§ **Problem set**
a. In the design interview, from whom did Wearstler commission a bench?
b. Write what follows the final sentence of the design interview, continuing it in the same voice.

§ **Selected excerpt**
- - - -

There’s another area in my home that called for seating below an artwork [by Len Klikunas]. So I commissioned Misha Kahn to do a bench—it has these very organic-shaped ceramic pieces that kind of interlock, and the paint ombres. It’s really beautiful and fluid. I love him and his work.

Wearstler commissioned a bench from the designer-sculptor Misha Kahn. Photo: The Ingalls.

In your view, what distinguishes great design from good design?

Good design you really don’t notice. Bad design, you do. But great design is super-inspirational—it makes you happy; it makes you want to continue to experience and enjoy it, whether it’s a product or a space; it makes you want to come back and stay.

That’s more important than ever, given how much we’ve all been forced to stay home—and often also work at home—during this last year and a half.

Well, the home is the most important place and a reflection of your personal style—that much has not changed. People are now just really putting in the time, the money, the consideration about how they live in it and what they interact with every day.

- - - -

§ **Data shown**
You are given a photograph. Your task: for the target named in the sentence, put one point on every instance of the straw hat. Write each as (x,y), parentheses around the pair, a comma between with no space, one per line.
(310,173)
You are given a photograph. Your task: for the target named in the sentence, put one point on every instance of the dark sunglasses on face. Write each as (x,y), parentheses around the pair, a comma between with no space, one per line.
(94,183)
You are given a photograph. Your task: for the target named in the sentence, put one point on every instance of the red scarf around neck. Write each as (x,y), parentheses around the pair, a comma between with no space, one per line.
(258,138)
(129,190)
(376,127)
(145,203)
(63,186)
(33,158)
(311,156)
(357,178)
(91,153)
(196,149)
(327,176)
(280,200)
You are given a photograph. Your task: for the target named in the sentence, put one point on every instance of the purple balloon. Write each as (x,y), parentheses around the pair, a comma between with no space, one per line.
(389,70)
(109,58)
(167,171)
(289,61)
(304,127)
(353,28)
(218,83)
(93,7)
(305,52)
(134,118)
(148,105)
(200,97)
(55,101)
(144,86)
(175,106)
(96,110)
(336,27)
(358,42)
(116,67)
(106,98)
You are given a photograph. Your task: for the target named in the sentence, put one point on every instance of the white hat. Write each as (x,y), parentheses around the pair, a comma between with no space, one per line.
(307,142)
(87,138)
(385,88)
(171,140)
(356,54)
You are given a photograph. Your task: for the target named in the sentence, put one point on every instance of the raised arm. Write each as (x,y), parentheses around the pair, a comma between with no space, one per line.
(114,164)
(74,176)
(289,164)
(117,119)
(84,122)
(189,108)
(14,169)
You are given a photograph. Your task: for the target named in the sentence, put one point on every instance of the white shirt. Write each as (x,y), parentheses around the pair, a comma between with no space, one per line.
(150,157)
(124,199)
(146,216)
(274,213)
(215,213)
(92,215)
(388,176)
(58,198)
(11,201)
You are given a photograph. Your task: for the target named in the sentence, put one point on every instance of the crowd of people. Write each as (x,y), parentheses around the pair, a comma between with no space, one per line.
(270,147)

- - - -

§ **Replies**
a. Misha Kahn, the designer-sculptor.

b.
For example, we just commissioned a desk from Ross Hansen. He’s a landscape artist and designer with Volume Gallery in Chicago, and he does limited-run furniture pieces. The client collects art and wanted something that was literally a sculpture in the room, but that they could use. And so Ross came up with this very sculptural desk design that really both serves as art and satisfies a function, using this composite resin material that almost looks like marble.

You regularly bring artists into your design practice. Why is that?

The thing is, artists have their own point of view, and that’s something that I’m drawn to. Coming together and seeing how their minds work when we do something that they haven’t done before—it’s just incredible.

If you look at the commission that we did with Ben Medansky [at the Proper Hotel, opening in Downtown L.A.], his medium is ceramic. It has a lot of dimension to it, and we commissioned him to design this really large, 70-foot wall of his tile installations for the swimming pool suite—which sounds odd, but the hotel used to be a YMCA and we had to leave a lot of the existing architectural features, so the suite literally has a swimming pool in it—like, a large one.

Ben and I met six to eight times, whether it was on site, or in my studio, or at his studio, and we did mock-ups and studied and really came together. I really liked that exploration: having a piece designed by this local artist that is one-of-a-kind and specifically for that space.

How do these collaborations come about?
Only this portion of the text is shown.